◆ **Aim of the exercise**
Scale the outline point coordinates in the answers of every record below by 1.5, rounding each result to a whole number with halves going up. Reproduce all the lines, the requests included, changing only those numbers.
====== Dataset records ======
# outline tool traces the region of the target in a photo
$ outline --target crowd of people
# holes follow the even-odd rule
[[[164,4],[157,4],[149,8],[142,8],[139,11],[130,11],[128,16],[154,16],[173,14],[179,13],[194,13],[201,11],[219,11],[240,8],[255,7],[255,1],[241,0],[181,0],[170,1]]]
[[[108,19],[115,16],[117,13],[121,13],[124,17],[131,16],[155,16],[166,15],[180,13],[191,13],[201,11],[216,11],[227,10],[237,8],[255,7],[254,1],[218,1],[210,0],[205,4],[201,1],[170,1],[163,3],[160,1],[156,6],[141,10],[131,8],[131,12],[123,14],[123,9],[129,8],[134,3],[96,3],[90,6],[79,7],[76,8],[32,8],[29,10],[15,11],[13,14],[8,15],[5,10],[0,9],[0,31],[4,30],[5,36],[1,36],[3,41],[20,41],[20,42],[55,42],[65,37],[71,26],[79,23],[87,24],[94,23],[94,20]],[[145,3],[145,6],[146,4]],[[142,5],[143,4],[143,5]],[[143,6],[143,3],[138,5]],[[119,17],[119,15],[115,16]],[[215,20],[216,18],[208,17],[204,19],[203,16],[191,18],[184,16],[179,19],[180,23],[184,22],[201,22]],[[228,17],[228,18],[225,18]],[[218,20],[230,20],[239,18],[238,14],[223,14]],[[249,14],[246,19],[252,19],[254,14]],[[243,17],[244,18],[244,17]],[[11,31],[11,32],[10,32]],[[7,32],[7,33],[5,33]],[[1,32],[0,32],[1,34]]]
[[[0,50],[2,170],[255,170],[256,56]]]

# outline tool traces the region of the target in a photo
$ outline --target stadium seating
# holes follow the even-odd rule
======
◆ **Exercise output**
# outline tool traces the region of the target in a photo
$ outline --target crowd of people
# holes follow the even-odd rule
[[[246,6],[236,6],[224,12],[213,12],[209,17],[195,17],[192,24],[231,24],[260,21],[269,20],[291,20],[302,17],[329,17],[360,12],[383,11],[383,2],[362,0],[272,0],[255,2]]]
[[[162,29],[173,24],[176,20],[182,20],[186,26],[197,24],[233,24],[249,23],[270,20],[287,20],[302,17],[324,17],[341,15],[356,12],[383,11],[381,2],[327,2],[315,0],[308,6],[302,2],[255,2],[245,5],[240,2],[234,9],[212,15],[197,12],[197,18],[185,21],[185,14],[194,12],[201,5],[144,5],[135,9],[119,11],[114,12],[48,12],[44,15],[23,17],[20,21],[12,23],[8,15],[0,14],[0,47],[6,45],[8,54],[2,54],[5,62],[30,62],[30,63],[83,63],[98,56],[107,39],[119,35],[131,36],[141,35],[141,30]],[[218,5],[218,9],[219,6]],[[213,8],[215,6],[215,8]],[[215,9],[215,5],[207,8]],[[179,26],[179,23],[173,24]],[[323,30],[324,27],[312,26],[306,29],[305,24],[287,27],[276,24],[269,29],[270,35],[276,33],[302,33]],[[342,26],[342,27],[338,27]],[[327,30],[345,30],[359,27],[357,21],[335,21]],[[374,21],[369,29],[378,29],[381,21]],[[365,26],[366,27],[366,26]],[[17,47],[17,48],[15,48]],[[11,48],[11,50],[8,50]],[[2,48],[0,48],[2,51]]]
[[[0,75],[3,255],[383,255],[384,84]]]

# outline tool traces the region of the target in a photo
$ outline --target stadium seating
# holes follow the even-odd rule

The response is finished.